• TEXT PASSAGE
===============

If there’s one thing that the healthcare system has learned since the beginning of the EHR adoption tidal wave, it’s that big data isn’t always better data.
When deployed effectively, big data analytics can deliver staggeringly complex and meaningful insights, helping providers improve everything from population health management to adverse event rates to financial returns.
But most of the data used to perform these innovative calculations does not spontaneously generate itself. Clinicians must learn how to use their electronic health records to collect the right information and report it to half a dozen different quality programs and measurement groups.
Physicians have been particularly hard-hit by the increase in quality reporting requirements, and they have not been hesitant to voice their complaints about how the convoluted processes can sap their time, energy, and ability to provide top-shelf patient care.
But big data doesn’t have to do more harm than good, argues L. Gordon Moore, MD, Senior Medical Director of Population and Payment Solutions at 3M Healthcare. With the right strategies, the right attitude, and a few tweaks to the system, providers could learn to love their jobs again.

===============

• DATA PROVIDED
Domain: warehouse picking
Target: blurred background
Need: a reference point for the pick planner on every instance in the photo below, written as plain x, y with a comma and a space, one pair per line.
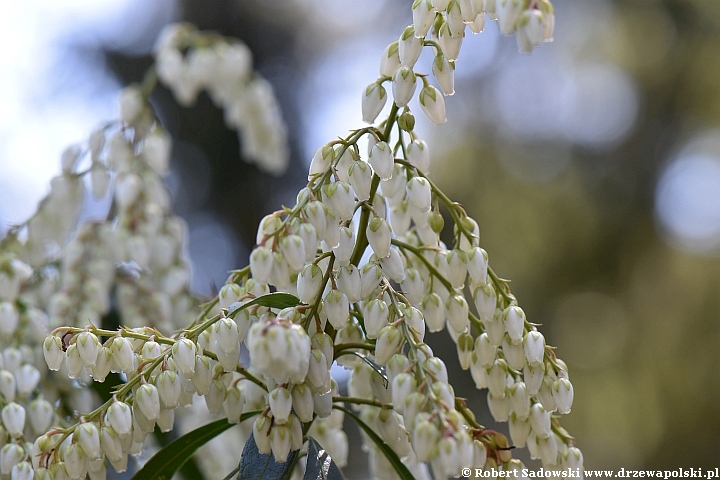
592, 167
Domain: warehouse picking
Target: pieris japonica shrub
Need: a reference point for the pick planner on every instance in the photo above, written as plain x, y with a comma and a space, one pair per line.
353, 274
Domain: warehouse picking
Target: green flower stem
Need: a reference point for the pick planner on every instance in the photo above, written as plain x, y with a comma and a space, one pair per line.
363, 401
362, 241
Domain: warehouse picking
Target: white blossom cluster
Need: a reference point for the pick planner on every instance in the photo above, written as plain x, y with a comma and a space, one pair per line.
189, 62
441, 25
361, 250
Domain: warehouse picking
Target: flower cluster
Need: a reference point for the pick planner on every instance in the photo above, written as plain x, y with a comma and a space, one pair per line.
361, 250
189, 61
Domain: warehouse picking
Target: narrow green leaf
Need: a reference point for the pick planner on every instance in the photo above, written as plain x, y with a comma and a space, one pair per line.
320, 466
168, 460
271, 300
389, 453
255, 465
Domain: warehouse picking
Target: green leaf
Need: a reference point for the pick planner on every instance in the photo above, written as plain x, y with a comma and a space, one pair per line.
271, 300
168, 460
255, 465
320, 466
389, 453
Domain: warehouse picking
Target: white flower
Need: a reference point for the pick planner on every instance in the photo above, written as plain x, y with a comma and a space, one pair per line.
418, 155
539, 420
373, 101
348, 281
148, 401
337, 308
378, 235
390, 60
409, 47
308, 283
9, 318
404, 85
432, 103
389, 340
89, 438
119, 417
450, 45
13, 417
280, 401
382, 160
444, 73
376, 317
52, 350
455, 19
514, 319
563, 395
360, 176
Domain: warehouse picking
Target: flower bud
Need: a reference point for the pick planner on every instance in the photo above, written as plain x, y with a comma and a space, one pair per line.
9, 318
148, 400
261, 432
183, 352
280, 401
202, 378
122, 354
409, 47
309, 282
382, 160
376, 316
216, 396
373, 101
404, 85
13, 417
119, 417
227, 335
449, 44
88, 346
315, 213
360, 175
423, 17
337, 308
563, 395
348, 281
539, 420
89, 439
432, 103
393, 266
293, 249
233, 405
344, 249
302, 402
514, 320
389, 340
457, 313
390, 60
52, 350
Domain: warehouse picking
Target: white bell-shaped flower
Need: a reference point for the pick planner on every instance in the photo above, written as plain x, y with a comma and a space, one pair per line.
404, 85
382, 160
13, 417
450, 45
373, 101
432, 103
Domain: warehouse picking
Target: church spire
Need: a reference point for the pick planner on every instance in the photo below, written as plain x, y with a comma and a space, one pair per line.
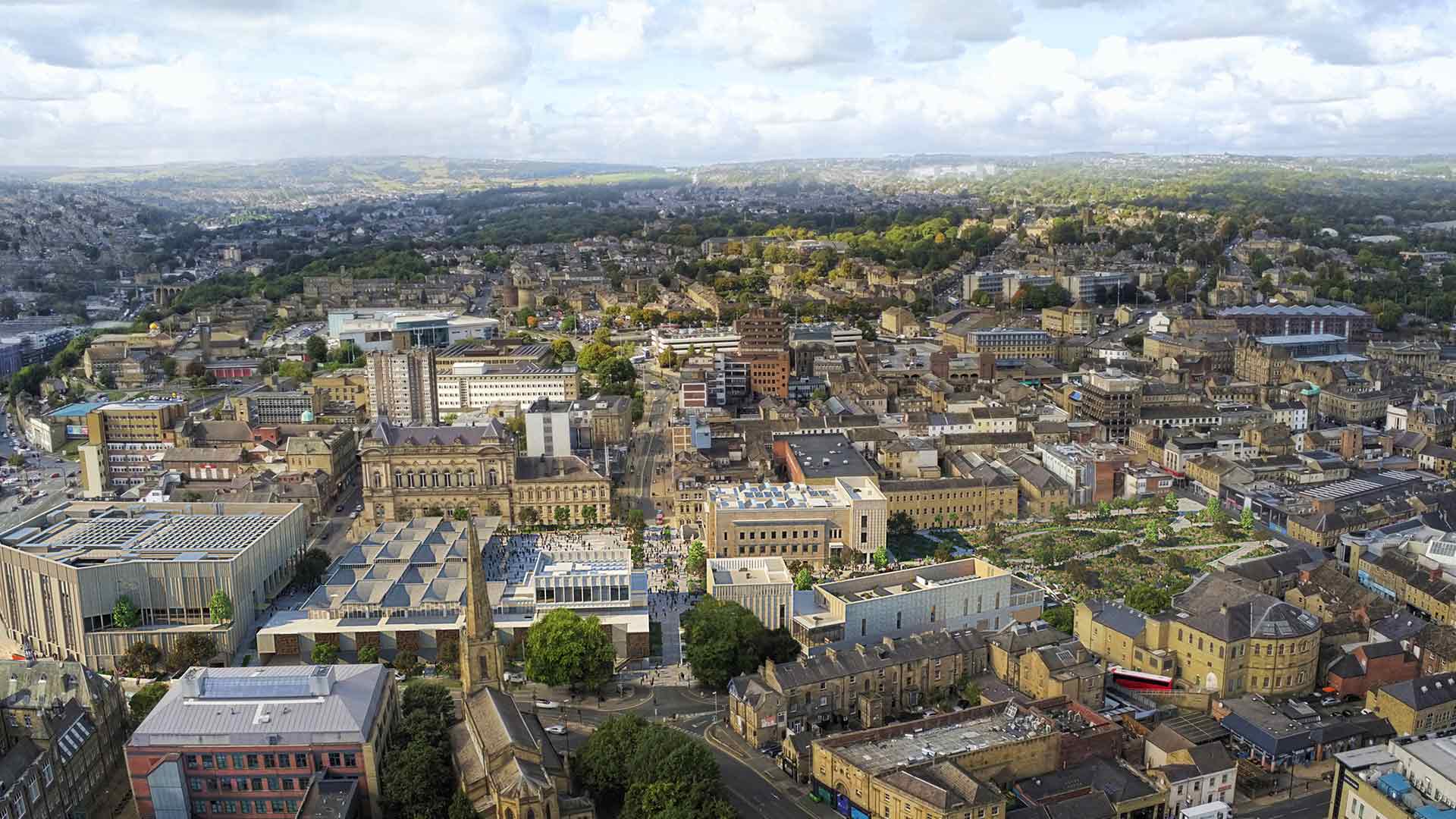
481, 661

===============

• ASSIGNED TASK
Decide whether each statement below agrees with the passage on big data in healthcare, answering yes or no and quoting the passage's deciding words exactly. 1. Physicians have openly complained about quality reporting requirements. 2. Most of the data used for big data analytics generates itself. 3. L. Gordon Moore holds a position at 3M Healthcare.

• ANSWER TO THE EXERCISE
1. Yes: "they have not been hesitant to voice their complaints"
2. No: "most of the data used to perform these innovative calculations does not spontaneously generate itself"
3. Yes: "Senior Medical Director of Population and Payment Solutions at 3M Healthcare"